EXTRACTED INFORMATION:
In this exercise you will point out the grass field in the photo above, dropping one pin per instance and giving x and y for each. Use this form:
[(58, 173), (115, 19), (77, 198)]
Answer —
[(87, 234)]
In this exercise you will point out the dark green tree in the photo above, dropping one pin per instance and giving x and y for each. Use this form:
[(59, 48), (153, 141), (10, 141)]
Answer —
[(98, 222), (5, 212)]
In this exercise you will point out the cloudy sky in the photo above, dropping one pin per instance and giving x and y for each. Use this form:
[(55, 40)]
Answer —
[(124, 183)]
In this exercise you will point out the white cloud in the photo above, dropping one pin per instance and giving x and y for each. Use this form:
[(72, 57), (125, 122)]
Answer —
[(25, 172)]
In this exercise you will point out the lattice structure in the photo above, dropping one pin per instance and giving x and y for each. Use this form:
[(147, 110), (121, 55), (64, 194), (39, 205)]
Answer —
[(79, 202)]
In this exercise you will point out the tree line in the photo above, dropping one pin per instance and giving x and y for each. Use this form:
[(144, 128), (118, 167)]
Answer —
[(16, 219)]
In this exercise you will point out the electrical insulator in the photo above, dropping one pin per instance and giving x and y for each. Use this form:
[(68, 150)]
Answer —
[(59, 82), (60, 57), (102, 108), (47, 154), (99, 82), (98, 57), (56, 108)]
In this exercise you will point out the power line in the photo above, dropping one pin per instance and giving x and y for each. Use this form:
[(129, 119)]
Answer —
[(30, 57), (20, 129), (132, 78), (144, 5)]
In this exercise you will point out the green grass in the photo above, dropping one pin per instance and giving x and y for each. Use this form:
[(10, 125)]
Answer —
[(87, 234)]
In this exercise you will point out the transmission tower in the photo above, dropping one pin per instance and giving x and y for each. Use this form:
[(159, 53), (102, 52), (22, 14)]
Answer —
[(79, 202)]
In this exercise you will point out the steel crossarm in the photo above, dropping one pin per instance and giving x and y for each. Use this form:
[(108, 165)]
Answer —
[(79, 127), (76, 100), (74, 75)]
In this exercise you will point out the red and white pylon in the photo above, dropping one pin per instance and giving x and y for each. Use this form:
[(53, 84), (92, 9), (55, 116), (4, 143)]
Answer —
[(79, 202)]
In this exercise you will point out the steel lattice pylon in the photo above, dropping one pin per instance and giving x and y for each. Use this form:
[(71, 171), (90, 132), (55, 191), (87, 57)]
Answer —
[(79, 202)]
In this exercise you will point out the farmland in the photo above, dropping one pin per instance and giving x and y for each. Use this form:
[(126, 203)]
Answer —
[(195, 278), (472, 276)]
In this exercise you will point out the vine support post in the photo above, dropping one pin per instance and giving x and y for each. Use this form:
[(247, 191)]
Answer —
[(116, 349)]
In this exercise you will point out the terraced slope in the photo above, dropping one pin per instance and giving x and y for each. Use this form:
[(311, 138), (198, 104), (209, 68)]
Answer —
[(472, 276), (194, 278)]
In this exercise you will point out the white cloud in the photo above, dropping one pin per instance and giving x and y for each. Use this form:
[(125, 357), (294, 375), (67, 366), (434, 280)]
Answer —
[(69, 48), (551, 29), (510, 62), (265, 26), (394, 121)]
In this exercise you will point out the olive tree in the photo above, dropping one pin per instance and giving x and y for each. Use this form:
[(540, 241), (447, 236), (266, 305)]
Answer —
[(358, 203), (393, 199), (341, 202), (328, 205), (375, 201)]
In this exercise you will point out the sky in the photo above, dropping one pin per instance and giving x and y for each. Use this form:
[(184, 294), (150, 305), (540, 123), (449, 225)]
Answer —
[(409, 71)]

PROBLEM TO SOLVE:
The full listing, top to bottom: write it out again exactly.

EXERCISE RESULT:
In this exercise you will point out the grass field in the photo above, dropping one pin per instance and giving x and y for each. Use this form:
[(58, 173), (115, 19), (77, 198)]
Answer —
[(87, 234)]
In this exercise you will point out the dark green tree in the photo above, dropping one pin per instance and giving x and y for each. Use this form:
[(59, 48), (153, 141), (10, 141)]
Answer —
[(98, 222), (5, 212)]
In this exercise you will point out the cloudy sky in the photo above, dropping one pin per instance and giving x and y for each. Use this form:
[(55, 40)]
Answer —
[(124, 183)]
In this exercise you will point out the white cloud in the photo above, dropping one pin per instance and giving x and y for each. Use this form:
[(72, 57), (125, 122)]
Answer —
[(25, 172)]
In this exercise you will point out the lattice structure in the photo above, dropping one pin per instance and giving x and y for each. Use this form:
[(147, 110), (121, 55), (64, 194), (39, 205)]
Answer —
[(79, 202)]
In this exercise you will point out the tree line in the photo above, dropping one pin per instance and giving x and y for each. Use this form:
[(144, 128), (118, 167)]
Answer —
[(16, 219)]
In this exercise you will point out the electrical insulator in the photo above, dropping one pin per instance and giving x and y for each. Use this form:
[(68, 150)]
Answer —
[(59, 82), (60, 57), (102, 108), (47, 154), (99, 82), (98, 57), (56, 108)]
In this exercise you will point out the power line in the photo above, dropping one pin per instance and giving x and y for each. Use this form:
[(129, 119)]
Answer —
[(30, 57), (20, 129), (132, 78), (144, 5)]
In this exercise you will point out the green grass in the photo above, dropping one pin per instance and giving x and y for each. Use this form:
[(10, 125)]
Answer —
[(87, 234)]
In this exercise you will point out the transmission tower in the photo above, dropping one pin per instance and giving x and y for each. Use this form:
[(159, 53), (102, 52), (22, 14)]
Answer —
[(79, 202)]
In this exercise you will point out the steel crossarm in the photo above, dropping one pin per instance and giving x and y for each. Use this form:
[(108, 165)]
Answer —
[(79, 127), (76, 100), (74, 75)]
In this exercise you will point out the red and white pylon in the photo above, dropping one pin per instance and giving x and y for each. Use this form:
[(53, 84), (92, 9), (55, 116), (4, 143)]
Answer —
[(79, 202)]
In this exercise you will point out the steel lattice pylon in the photo above, dropping one pin per instance and giving x and y for each. Use this form:
[(71, 171), (90, 132), (55, 191), (87, 57)]
Answer —
[(79, 202)]
In this exercise you will point out the farmland in the photo above, dropping one pin per instance and giving x and y for each. Use this form:
[(126, 203)]
Answer —
[(195, 278), (472, 276)]
In this exercise you will point out the vine support post in the photo above, dropping one pin per instance and giving x and y for each. Use this form:
[(247, 191)]
Answer —
[(116, 349)]
In this exercise you will point out the terraced slope in the photo above, dropping one pin per instance and giving x and y for each. Use this form:
[(311, 138), (198, 104), (209, 68)]
Answer —
[(472, 276), (194, 278)]
In this exercise you will point out the white cloud in the photo above, dropping one pin per instance and giving x and y for each. Use this form:
[(125, 357), (294, 375), (67, 366), (434, 280)]
Answer —
[(69, 48), (551, 29), (510, 62), (265, 26), (394, 121)]
In this exercise you will point out the olive tree in the photo above, dropping one pin per instance and giving x and y for each. Use this form:
[(540, 241), (447, 236), (266, 305)]
Answer —
[(358, 203), (393, 199), (341, 202), (328, 205), (375, 201)]
In this exercise you will point out the sky in the photo above, dropping one pin per instance and giving x and y for each. Use this form:
[(184, 294), (150, 305), (540, 123), (449, 225)]
Answer —
[(409, 71)]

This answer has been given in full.